++++ 提取文本 ++++

摘 要:西方民粹主义一方面体现了西方社会矛盾和不满情绪的激化,另一方面,互联网传播加速了民粹主义潮流的集结和发展。事实一再证明,西方民粹主义的盛行对全球政治、经济和社会造成了极大的不确定性。本文对西方民粹主义的互联网传播的新特点进行剖析,以期更有效地预测和管控西方民粹主义产生的影响。

关键词:民粹主义;互联网传播;社会机会结构;网络机会结构

中图分类号:G206 文献标志码:A 文章编号:1674-8883(2020)03-0059-02

民粹主义作为一种政治潮流伴随着民主化的发展出现在不同的历史时期。过去20年,民粹主义再次在全球复燃,西方尤甚。风起云涌的民粹主义者占据了政治新闻头条,政党与政客发表和传播民粹言论达到政治目的的案例比比皆是。近些年发生在西方国家的公投和选举结果重挫了民意调查的可信度。特朗普执政以来,推特成为发布官方信息的补充渠道,他的推文中包含了大量民粹信息,通过互联网独有的搜索、过滤功能与民粹支持者建立联系,并在意见相同的人群中强化民粹观点,产生了广泛的外溢效应。面对互联网民粹裹挟的民意,传统政治精英不得不使用同样的手法与之竞争,主动或被动采用民粹主义传播策略,构成了当今民粹主义大行其道的局面,甚至有西方学者认为,民粹主义已成为西方民主政治的主流。

民粹主义通过互联网卷土重来并非偶然,它是具体社会环境下的产物,这种社会环境可以用“机会结构”来概括。[1]机会结构分为两方面——代表现实矛盾激化的“社会机会结构”以及互联网传播与民粹主义得以结合的“网络机会机构”。

一、西方民粹主义的构成要素

不同历史时期的民粹主义有不同的主题,然而民粹主义在传播形式上基本秉承了简单、直接、富于煽动性和具有强烈仇外情绪的特点。可以说,民粹主义并非独立的政治主张,而是一套可以被不同政治光谱的政党所利用的动员形式。

目前,学术圈对民粹主义形成的共识是:民粹主义是一个中心稀薄、根基薄弱的理论体系,其核心仅涉及几个简单的组成部分和互动关系。民粹主义理论自身的单薄为它和其他理论相结合提供了可能性,事实也的确如此,民粹主义在发展过程中不断吸纳和融合其他领域的政治理论,并发展成为不同形态的民粹主义。

++++

# 任务 1:
把下面从含有“the balcony railing”的那一行起、直到这些行末尾的部分整理成两列CSV,列名用query和result。query放每段标注说明的文字,result放其后的全部坐标,两者各占一个带引号的字段,其中的换行一律换成空格。

++++ 工作数据 ++++

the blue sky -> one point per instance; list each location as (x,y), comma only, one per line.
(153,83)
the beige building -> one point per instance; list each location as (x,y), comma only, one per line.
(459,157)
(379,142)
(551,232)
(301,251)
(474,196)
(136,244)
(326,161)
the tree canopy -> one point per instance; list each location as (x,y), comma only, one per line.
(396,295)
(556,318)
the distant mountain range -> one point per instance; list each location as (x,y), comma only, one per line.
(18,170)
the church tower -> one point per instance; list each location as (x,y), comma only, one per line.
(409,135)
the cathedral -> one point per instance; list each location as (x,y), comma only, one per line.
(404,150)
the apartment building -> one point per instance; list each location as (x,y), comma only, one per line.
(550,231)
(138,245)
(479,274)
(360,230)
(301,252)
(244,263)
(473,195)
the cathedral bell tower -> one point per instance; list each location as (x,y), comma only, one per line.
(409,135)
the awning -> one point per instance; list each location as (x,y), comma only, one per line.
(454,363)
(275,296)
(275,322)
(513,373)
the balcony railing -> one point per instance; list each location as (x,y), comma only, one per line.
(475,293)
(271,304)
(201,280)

++++

# 任务 2:
从上面那篇谈西方民粹主义的文章停下的地方往后续写。

# 练习结果 1:
query,result
"the balcony railing -> one point per instance; list each location as (x,y), comma only, one per line.","(475,293) (271,304) (201,280)"

# 练习结果 2:
在西方民粹主义的互动模式中,人民、精英和“他者”3个基本要素之间的冲突和紧张关系是民粹主义情绪产生的动力源泉。在民粹主义话语体系中,这3个群体具有如下个人品质和社会特征。

第一,人民。在西方民粹主义政治光谱中,人民始终是民粹主义赖以生存的最重要的因素,人民的想象基于同质、单一的群体集合,人民具有一系列优良品质,如维护传统道德、纯粹和明智,人民是政权合法性的终极来源。

第二,精英。民粹主义是建立在“精英-人民”二元对立基础上的思维模式,精英是必不可少的一方,精英背离人民,并夺取了本属于人民的国家统治权力。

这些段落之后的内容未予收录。